CarLibrary.org - the Southward Car Museum Archive
A Greenstone collection/archive for the Southward Car Museum was first made in 2012 based on an Excel file, provided by Southward, of the museum's 300+ pre-war and post-war cars and motorcycles. Following standard Greenstone steps, this was converted to a CSV file and imported (exploded) into Greenstone. Southward also sent about 200 photos, which were augmented with personal photos. All were categorized in Greenstone with the standard Dublin Core metadata categories, plus author-created car-specific categories such as "car.make", "car.year", etc.
The archive was completed in December 2012 and not improved while other collections were created and the software category "collections management systems" (CMS) was investigated. Based on lessons learned during reviews of CMS software, the archive is now improved with new digital archival techniques. However, although these changes should improve searching and make adding new material closer to "best practices", an end-user will not notice much difference.
These are the improvements to the Southward archive:
Section D describes using of the ExifTool to efficiently put metadata into a group of photos from an Excel spreadsheet (exported to a CSV file). This should be tremendously useful for archives with many digital photos partly or poorly identified.

▶ **Record list**:
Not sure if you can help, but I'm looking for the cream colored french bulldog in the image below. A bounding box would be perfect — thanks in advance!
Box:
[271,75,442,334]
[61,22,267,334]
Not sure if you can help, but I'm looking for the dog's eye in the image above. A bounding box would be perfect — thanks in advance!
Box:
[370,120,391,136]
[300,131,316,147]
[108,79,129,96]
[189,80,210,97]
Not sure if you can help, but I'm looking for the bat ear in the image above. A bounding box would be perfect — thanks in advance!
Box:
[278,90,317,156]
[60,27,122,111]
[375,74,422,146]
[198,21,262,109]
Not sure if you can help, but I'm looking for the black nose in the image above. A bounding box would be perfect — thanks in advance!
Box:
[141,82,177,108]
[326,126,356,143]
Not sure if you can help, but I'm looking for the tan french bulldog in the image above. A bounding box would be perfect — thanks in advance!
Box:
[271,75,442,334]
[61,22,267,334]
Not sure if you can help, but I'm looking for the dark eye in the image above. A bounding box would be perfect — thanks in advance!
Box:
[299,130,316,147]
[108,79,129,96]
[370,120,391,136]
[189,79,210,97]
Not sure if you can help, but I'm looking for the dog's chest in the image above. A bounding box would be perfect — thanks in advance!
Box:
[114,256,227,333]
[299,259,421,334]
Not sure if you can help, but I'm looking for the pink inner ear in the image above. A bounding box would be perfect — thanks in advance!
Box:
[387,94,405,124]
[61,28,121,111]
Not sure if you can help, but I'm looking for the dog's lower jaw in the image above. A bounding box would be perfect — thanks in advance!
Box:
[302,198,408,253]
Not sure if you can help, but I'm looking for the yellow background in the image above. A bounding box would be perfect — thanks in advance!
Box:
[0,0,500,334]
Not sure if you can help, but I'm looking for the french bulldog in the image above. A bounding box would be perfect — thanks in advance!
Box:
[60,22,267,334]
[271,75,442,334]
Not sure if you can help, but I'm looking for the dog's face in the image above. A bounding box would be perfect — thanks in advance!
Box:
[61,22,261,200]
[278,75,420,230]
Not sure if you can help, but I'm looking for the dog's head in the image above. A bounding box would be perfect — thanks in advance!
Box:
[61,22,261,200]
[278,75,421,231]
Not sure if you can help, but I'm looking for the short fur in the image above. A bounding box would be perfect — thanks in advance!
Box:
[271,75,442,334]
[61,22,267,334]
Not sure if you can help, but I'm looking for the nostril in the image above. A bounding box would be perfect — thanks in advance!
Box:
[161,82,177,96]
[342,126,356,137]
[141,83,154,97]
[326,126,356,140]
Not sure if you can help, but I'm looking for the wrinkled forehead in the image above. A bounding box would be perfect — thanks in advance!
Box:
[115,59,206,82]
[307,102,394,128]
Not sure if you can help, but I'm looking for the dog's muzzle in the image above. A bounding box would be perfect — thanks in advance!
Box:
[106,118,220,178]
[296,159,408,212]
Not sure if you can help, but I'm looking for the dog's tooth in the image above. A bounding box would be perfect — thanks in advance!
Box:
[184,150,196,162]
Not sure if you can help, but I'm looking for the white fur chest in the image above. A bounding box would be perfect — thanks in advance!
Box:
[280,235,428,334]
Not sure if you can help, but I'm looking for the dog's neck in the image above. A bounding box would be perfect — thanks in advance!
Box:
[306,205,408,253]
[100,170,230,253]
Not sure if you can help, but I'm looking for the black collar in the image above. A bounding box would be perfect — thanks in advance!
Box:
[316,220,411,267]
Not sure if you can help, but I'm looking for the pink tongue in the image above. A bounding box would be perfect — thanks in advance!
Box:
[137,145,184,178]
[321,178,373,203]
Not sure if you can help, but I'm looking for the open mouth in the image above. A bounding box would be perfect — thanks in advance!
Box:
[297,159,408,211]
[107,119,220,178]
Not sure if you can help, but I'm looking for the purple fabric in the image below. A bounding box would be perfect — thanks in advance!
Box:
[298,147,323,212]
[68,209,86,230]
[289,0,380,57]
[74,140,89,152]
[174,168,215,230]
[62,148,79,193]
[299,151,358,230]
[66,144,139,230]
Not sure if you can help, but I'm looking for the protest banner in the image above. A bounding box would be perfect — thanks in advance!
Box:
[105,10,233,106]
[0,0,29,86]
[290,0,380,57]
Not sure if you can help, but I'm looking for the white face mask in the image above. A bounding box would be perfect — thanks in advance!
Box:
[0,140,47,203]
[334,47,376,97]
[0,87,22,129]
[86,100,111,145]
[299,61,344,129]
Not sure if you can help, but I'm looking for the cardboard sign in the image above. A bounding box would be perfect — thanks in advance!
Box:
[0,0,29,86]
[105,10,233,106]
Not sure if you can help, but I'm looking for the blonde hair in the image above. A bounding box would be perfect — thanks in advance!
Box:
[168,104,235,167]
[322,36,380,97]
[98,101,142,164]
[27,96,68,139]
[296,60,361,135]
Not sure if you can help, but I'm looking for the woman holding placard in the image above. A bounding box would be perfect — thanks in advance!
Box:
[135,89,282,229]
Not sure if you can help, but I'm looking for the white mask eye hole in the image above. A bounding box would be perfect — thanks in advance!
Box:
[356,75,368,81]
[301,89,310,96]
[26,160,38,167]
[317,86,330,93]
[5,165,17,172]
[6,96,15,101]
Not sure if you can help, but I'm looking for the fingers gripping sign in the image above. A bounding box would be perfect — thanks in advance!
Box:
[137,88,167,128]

▶ **Short task**:
According to the page about the Southward Car Museum archive, when was the archive completed?

▶ **Expected answer**:
December 2012